■ REQUEST:
Output all the lines below as a numbered list, skipping any blank lines. Keep the pictures out of your answer.

■ Data for coordinate labeling:
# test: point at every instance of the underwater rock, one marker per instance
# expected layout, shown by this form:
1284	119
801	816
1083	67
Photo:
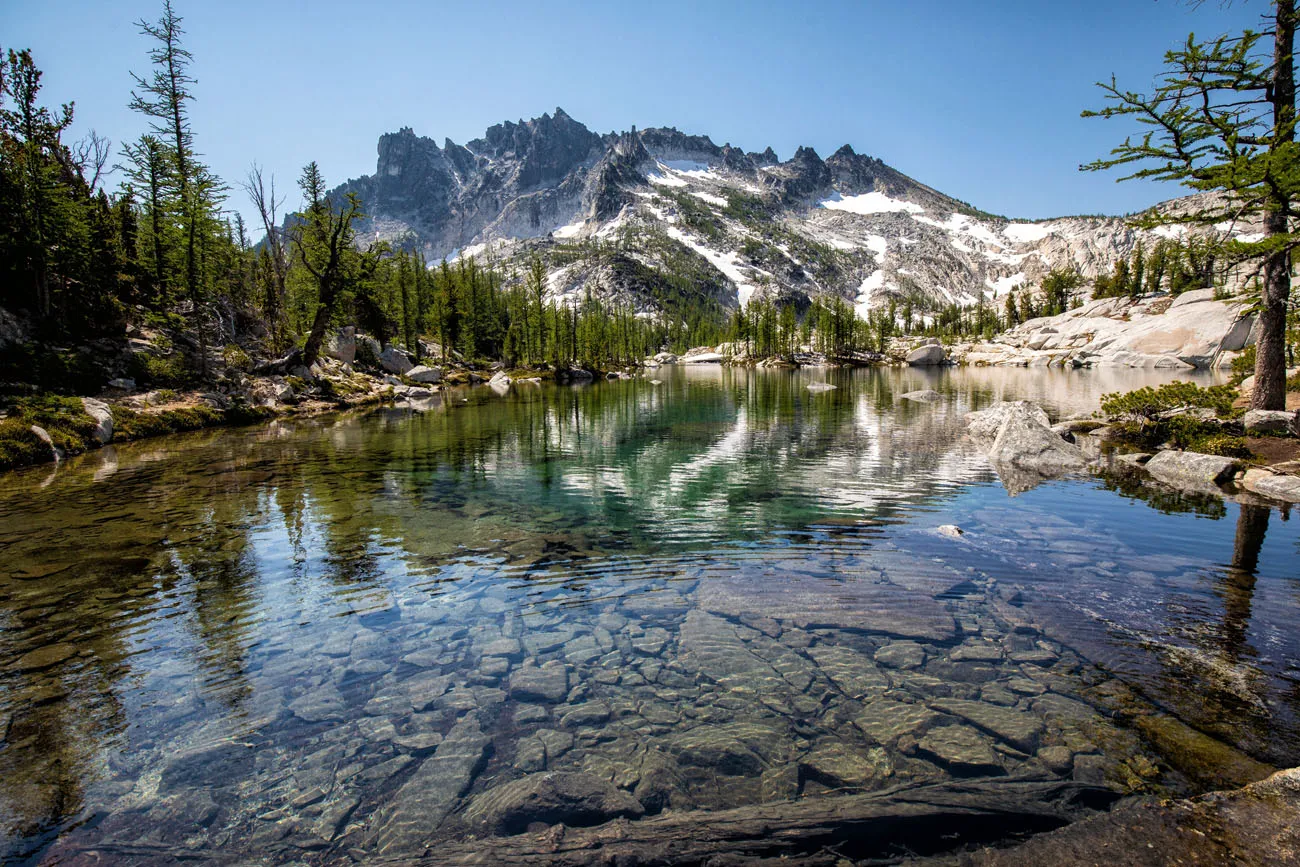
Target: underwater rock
961	749
575	800
841	603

■ RESULT FOR THIS TASK:
1. # test: point at every instance of the underwater rock, one marker per instance
2. # expected layout, shown by this form:
3. 1284	119
4. 801	816
5. 1083	67
6. Photo:
7. Target: underwater rock
8. 961	749
9. 575	800
10. 841	603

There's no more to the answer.